- [EXERCISE INSTRUCTIONS]
1) Decide whether each statement below agrees with the pipeline description, answering yes or no and quoting the deciding words: (a) Filler words and stutters are removed during transcription. (b) Only explicit scripture references are used on cross-church scripture pages. (c) The same model that writes the discussion questions also reviews them.
2) From the pipeline description, return everything from "OpenAI GPT-4o" down to "cross-church scripture pages.", copied word for word.

- [SUPPLIED TEXT]

How a sermon recording becomes a study guide. The AI pipeline, the human review, and how to flag a correction.
How a sermon becomes a study guide
Every published sermon on Sunday is processed through a four-phase pipeline. The pastor records the sermon as usual; everything below happens after upload, in roughly four to seven minutes per hour of audio.
01
Transcription
The audio is transcribed into words with timestamps, sentence by sentence. Whisper Large handles English; non-English audio falls back to a slower multilingual variant. Filler words and stutters are preserved at this stage — we do not yet edit.
OpenAI Whisper-Large-v3
02
Reading the sermon
A summary, key themes, and clip candidates are extracted from the transcript. The model is told to read the sermon as a careful study tool, not summarize it as if for a press release. Identified clips are checked against sentence boundaries so they start and end at a natural breath.
OpenAI GPT-4o
03
Scripture retrieval
Bible references the pastor cited are matched against canonical text in our scripture index. Each reference is tagged as either explicit (the pastor preached on this passage) or related (mentioned in passing or thematically connected). Only explicit references are used on cross-church scripture pages.
OpenAI embeddings + Pinecone vector index
04
Discussion questions and review
Discussion questions are generated in three categories: observation, interpretation, and application. A second model independently reviews every question and every scripture reference, rewriting or removing items that fail a quality bar.

Point localization data
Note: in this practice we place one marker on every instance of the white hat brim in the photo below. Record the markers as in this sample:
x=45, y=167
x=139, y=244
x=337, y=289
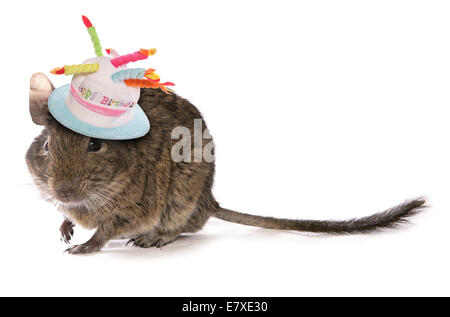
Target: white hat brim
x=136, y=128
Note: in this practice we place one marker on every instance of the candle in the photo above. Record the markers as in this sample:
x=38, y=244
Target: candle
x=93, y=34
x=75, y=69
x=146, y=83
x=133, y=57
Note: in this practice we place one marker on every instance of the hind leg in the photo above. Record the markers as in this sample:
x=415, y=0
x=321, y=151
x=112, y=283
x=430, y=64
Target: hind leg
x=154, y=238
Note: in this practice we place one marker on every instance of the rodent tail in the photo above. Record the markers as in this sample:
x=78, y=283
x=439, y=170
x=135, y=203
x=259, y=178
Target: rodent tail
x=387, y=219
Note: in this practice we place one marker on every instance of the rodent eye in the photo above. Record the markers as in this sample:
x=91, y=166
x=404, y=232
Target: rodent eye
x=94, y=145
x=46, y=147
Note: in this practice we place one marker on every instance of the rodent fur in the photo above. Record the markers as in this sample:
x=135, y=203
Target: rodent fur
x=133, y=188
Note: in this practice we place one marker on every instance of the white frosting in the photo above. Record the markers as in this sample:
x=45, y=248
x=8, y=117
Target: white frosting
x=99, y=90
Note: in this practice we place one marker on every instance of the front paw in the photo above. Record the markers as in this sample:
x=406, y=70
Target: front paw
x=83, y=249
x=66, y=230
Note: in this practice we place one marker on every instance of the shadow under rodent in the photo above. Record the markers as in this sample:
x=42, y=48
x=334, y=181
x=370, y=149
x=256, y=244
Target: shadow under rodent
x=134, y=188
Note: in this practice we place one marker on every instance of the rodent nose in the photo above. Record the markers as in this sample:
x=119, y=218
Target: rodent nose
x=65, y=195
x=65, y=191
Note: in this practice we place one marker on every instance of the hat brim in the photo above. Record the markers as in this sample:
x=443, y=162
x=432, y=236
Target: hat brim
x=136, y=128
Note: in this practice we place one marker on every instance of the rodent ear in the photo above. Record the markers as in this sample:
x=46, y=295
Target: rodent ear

---

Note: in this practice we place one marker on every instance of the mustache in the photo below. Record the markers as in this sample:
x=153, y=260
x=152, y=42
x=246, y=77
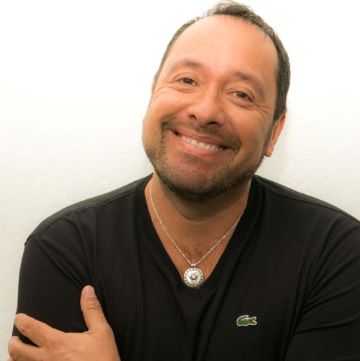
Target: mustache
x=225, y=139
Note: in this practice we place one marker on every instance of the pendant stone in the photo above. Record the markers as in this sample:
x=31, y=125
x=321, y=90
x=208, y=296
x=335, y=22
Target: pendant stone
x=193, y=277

- [SOLUTION LIST]
1)
(a) No: "Filler words and stutters are preserved at this stage — we do not yet edit."
(b) Yes: "Only explicit references are used on cross-church scripture pages."
(c) No: "A second model independently reviews every question and every scripture reference"

2)
OpenAI GPT-4o
03
Scripture retrieval
Bible references the pastor cited are matched against canonical text in our scripture index. Each reference is tagged as either explicit (the pastor preached on this passage) or related (mentioned in passing or thematically connected). Only explicit references are used on cross-church scripture pages.